* [What the exercise asks]: Please return each of the entries below exactly as they appear.

Records from a data source
__________
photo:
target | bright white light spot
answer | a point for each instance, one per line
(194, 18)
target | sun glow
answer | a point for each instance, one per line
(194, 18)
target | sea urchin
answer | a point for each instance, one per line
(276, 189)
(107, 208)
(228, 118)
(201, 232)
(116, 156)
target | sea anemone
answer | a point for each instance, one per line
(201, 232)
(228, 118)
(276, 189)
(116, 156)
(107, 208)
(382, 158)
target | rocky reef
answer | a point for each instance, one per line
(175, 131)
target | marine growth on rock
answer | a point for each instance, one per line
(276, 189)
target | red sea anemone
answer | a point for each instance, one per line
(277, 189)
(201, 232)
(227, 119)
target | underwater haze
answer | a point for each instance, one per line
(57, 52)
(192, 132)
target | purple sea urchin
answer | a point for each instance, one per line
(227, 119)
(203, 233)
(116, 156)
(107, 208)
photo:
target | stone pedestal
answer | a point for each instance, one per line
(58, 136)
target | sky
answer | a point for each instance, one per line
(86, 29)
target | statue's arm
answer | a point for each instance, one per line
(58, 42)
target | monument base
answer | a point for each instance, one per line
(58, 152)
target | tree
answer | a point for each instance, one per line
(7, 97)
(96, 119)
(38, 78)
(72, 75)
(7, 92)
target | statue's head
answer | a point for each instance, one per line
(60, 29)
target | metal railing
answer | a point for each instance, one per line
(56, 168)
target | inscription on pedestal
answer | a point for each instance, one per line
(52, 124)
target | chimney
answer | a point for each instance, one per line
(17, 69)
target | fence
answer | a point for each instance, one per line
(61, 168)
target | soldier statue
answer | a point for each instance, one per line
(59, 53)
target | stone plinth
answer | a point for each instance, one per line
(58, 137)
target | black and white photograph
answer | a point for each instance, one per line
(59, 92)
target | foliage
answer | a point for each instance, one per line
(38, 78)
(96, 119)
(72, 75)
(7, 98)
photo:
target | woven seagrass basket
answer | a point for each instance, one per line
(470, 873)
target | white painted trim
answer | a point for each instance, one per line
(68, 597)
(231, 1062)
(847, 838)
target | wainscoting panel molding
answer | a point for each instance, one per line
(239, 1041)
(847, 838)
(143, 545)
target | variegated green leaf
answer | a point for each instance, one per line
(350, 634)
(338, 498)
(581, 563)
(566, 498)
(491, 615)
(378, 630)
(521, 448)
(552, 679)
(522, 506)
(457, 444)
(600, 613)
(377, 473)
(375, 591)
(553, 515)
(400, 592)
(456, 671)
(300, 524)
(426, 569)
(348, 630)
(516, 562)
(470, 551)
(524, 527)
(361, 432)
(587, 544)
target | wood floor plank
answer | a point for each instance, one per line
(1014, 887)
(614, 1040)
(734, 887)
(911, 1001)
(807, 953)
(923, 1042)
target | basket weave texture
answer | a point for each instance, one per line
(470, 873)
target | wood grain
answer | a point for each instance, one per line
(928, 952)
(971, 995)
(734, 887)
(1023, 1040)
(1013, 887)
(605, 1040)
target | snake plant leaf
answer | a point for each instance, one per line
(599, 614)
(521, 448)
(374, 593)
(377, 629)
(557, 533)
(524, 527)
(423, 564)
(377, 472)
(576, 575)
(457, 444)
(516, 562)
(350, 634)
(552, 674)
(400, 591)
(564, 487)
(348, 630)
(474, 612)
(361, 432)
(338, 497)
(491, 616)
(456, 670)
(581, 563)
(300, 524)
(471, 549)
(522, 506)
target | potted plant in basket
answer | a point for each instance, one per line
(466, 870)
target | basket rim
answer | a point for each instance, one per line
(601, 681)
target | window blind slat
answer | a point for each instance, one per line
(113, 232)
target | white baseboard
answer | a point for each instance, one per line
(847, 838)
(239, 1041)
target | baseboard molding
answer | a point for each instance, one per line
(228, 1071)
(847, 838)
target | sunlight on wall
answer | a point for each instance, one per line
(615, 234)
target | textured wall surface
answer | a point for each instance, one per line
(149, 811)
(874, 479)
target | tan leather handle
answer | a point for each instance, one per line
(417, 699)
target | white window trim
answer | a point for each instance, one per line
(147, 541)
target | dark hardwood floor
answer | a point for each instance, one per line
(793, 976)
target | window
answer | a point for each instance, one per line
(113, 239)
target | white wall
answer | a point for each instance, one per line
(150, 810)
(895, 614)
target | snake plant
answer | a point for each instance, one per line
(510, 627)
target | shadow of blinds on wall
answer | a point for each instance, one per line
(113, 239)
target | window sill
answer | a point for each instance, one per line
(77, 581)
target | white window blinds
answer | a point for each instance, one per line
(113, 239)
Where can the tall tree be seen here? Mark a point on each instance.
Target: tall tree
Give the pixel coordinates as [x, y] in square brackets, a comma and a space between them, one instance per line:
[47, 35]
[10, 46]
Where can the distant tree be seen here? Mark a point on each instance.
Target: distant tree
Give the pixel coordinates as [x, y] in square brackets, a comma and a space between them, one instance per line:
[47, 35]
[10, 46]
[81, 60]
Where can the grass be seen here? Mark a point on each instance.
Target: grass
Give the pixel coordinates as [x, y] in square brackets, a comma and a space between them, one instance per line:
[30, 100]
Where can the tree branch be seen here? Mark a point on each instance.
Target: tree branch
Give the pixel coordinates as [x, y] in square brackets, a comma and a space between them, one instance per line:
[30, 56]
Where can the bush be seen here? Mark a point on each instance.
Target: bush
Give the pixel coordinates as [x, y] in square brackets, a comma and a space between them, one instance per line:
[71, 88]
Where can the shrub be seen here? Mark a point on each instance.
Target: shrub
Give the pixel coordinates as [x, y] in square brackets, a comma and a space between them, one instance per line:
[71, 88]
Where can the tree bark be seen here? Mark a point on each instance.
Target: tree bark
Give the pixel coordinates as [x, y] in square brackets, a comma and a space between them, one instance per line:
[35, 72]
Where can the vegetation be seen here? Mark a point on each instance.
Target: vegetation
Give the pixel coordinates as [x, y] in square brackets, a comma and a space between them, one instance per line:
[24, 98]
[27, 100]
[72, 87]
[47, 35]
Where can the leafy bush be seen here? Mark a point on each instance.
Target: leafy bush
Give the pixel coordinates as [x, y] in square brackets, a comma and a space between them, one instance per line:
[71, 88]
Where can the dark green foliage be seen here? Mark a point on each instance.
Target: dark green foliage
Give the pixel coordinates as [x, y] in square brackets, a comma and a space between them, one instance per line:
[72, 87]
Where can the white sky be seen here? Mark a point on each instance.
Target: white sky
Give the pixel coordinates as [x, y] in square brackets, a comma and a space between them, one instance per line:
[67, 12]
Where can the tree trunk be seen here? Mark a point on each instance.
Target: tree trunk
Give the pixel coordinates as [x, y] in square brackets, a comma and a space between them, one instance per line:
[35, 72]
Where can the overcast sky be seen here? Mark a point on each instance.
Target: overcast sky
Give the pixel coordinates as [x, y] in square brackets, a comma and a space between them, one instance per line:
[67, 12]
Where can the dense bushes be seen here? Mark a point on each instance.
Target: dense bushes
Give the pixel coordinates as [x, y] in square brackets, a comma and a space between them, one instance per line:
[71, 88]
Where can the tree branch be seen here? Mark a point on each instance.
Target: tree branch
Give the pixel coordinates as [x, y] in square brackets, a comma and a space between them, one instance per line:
__________
* [Written answer]:
photo:
target | bright white light spot
answer | a point for each instance, one per line
(194, 18)
target | sun glow
answer | a point for each instance, one per line
(194, 18)
target | sea urchin
answer | a point for each instance, one per line
(276, 189)
(107, 208)
(228, 118)
(201, 232)
(116, 156)
target | sea anemone
answer | a point for each instance, one per line
(201, 232)
(228, 118)
(276, 189)
(116, 156)
(107, 208)
(382, 158)
target | rocky reef
answer | a point for each instance, one per line
(175, 131)
target | marine growth on rock
answer | a point for each instance, one per line
(276, 189)
target | red sea anemone
answer | a point for each instance, one per line
(277, 189)
(201, 232)
(227, 119)
target | underwater haze
answer | a point for each instance, one per line
(57, 52)
(192, 132)
target | purple sea urchin
answer | a point for each instance, one per line
(227, 119)
(203, 233)
(116, 156)
(107, 208)
photo:
target | stone pedestal
answer | a point for each instance, one per line
(58, 136)
target | sky
answer | a point for each instance, one per line
(86, 29)
target | statue's arm
answer | a point for each instance, one per line
(58, 42)
target | monument base
answer | a point for each instance, one per line
(58, 152)
target | tree
answer | a point for each instance, one per line
(7, 97)
(96, 119)
(38, 78)
(72, 75)
(7, 92)
target | statue's head
answer | a point for each instance, one per line
(60, 29)
target | metal railing
answer | a point for each instance, one per line
(56, 168)
target | inscription on pedestal
answer | a point for each instance, one per line
(52, 124)
target | chimney
answer | a point for each instance, one per line
(17, 69)
target | fence
answer | a point for each instance, one per line
(61, 168)
target | soldier statue
answer | a point for each instance, one per line
(59, 53)
target | stone plinth
answer | a point for each instance, one per line
(58, 137)
target | black and white photograph
answer | a point for each instance, one per line
(59, 92)
target | foliage
answer | a point for each instance, one per line
(38, 78)
(96, 119)
(72, 75)
(7, 98)
photo:
target | woven seagrass basket
answer | a point for each instance, one per line
(470, 873)
target | white painted trim
answer | a point for each instance, one per line
(68, 597)
(231, 1062)
(847, 838)
target | wainscoting panel molding
answer | a point for each instance, one per line
(239, 1041)
(847, 838)
(143, 545)
target | variegated green leaf
answer | a point for each instance, one per line
(350, 634)
(338, 498)
(581, 563)
(566, 498)
(491, 615)
(378, 630)
(521, 448)
(552, 679)
(522, 506)
(457, 444)
(600, 613)
(377, 473)
(375, 591)
(553, 515)
(400, 592)
(456, 671)
(300, 524)
(426, 569)
(348, 630)
(516, 562)
(470, 551)
(524, 527)
(361, 432)
(587, 544)
target | wood floor plank
answer | a point for each instance, one per line
(1014, 887)
(614, 1040)
(734, 887)
(911, 1001)
(807, 953)
(923, 1042)
target | basket weave texture
answer | a point for each instance, one per line
(470, 873)
target | wood grain
answer | a point for each instance, one per line
(928, 952)
(971, 995)
(734, 887)
(1023, 1040)
(1013, 887)
(605, 1040)
target | snake plant leaf
answer | a point for each instance, one per line
(599, 614)
(521, 448)
(374, 593)
(377, 629)
(557, 533)
(524, 527)
(423, 564)
(377, 472)
(576, 575)
(457, 444)
(516, 562)
(350, 634)
(552, 674)
(400, 591)
(564, 487)
(348, 630)
(474, 612)
(361, 432)
(338, 497)
(491, 616)
(456, 670)
(581, 563)
(300, 524)
(471, 549)
(522, 506)
target | potted plant in basket
answer | a point for each instance, one per line
(466, 870)
target | basket rim
answer | a point for each instance, one per line
(601, 681)
target | window blind slat
answer | a point for each instance, one per line
(113, 232)
target | white baseboard
answer | a point for each instance, one per line
(847, 838)
(239, 1041)
target | baseboard molding
answer | a point for each instance, one per line
(228, 1071)
(847, 838)
target | sunlight on wall
answer | a point for each instance, one per line
(615, 234)
target | textured wall surface
answer | a point for each instance, one per line
(149, 811)
(874, 479)
target | tan leather handle
answer | a point for each instance, one per line
(417, 699)
target | white window trim
answer | a point for each instance, one per line
(147, 541)
target | dark hardwood floor
answer | a point for each instance, one per line
(793, 976)
target | window
answer | a point for each instance, one per line
(113, 239)
target | white wall
answer | a point for each instance, one per line
(150, 810)
(895, 614)
target | snake plant
answer | a point for each instance, one per line
(510, 627)
target | shadow of blinds on wall
answer | a point for each instance, one per line
(113, 239)
target | window sill
answer | a point for each instance, one per line
(77, 581)
target | white window blinds
answer | a point for each instance, one per line
(113, 239)
Where can the tall tree be seen here? Mark a point on each instance.
Target: tall tree
Give the pixel coordinates as [x, y] in square brackets, a comma and a space between them, one instance per line:
[47, 35]
[10, 46]
Where can the distant tree be seen here? Mark a point on each instance.
Target: distant tree
Give the pixel coordinates as [x, y] in square brackets, a comma and a space between them, one instance per line:
[47, 35]
[10, 46]
[81, 60]
Where can the grass be seen here? Mark a point on each instance.
Target: grass
Give the pixel coordinates as [x, y] in square brackets, a comma and a space between them, one instance per line:
[30, 100]
Where can the tree branch be seen here? Mark a point on each instance.
Target: tree branch
Give the pixel coordinates as [x, y] in square brackets, a comma and a space between them, one instance per line:
[30, 56]
Where can the bush be seen here? Mark a point on each instance.
Target: bush
Give the pixel coordinates as [x, y] in square brackets, a comma and a space between them, one instance per line:
[71, 88]
Where can the shrub be seen here? Mark a point on each instance.
Target: shrub
Give the pixel coordinates as [x, y] in square brackets, a comma and a space between them, one instance per line:
[71, 88]
Where can the tree bark be seen here? Mark a point on each instance.
Target: tree bark
Give the pixel coordinates as [x, y] in square brackets, a comma and a space between them, one instance per line:
[35, 72]
Where can the vegetation be seen here? Mark a point on each instance.
Target: vegetation
Give the pixel coordinates as [x, y] in square brackets, a comma and a space between them, one instance per line:
[24, 98]
[27, 100]
[72, 87]
[47, 35]
Where can the leafy bush be seen here? Mark a point on each instance.
Target: leafy bush
Give the pixel coordinates as [x, y] in square brackets, a comma and a space between them, one instance per line:
[71, 88]
Where can the dark green foliage be seen here? Mark a point on each instance.
Target: dark green foliage
Give the pixel coordinates as [x, y] in square brackets, a comma and a space between them, one instance per line:
[72, 87]
Where can the white sky be seen here? Mark a point on each instance.
Target: white sky
Give the pixel coordinates as [x, y] in square brackets, a comma and a space between them, one instance per line:
[67, 12]
Where can the tree trunk be seen here? Mark a point on each instance.
Target: tree trunk
Give the pixel coordinates as [x, y] in square brackets, a comma and a space between them, one instance per line:
[35, 72]
Where can the overcast sky be seen here? Mark a point on each instance.
Target: overcast sky
Give the pixel coordinates as [x, y] in square brackets, a comma and a space between them, one instance per line:
[67, 12]
Where can the dense bushes be seen here? Mark a point on each instance.
Target: dense bushes
Give the pixel coordinates as [x, y] in square brackets, a comma and a space between them, one instance per line:
[71, 88]
Where can the tree branch be seen here? Mark a point on each instance.
Target: tree branch
Give the pixel coordinates as [x, y] in square brackets, a comma and a space between them, one instance per line:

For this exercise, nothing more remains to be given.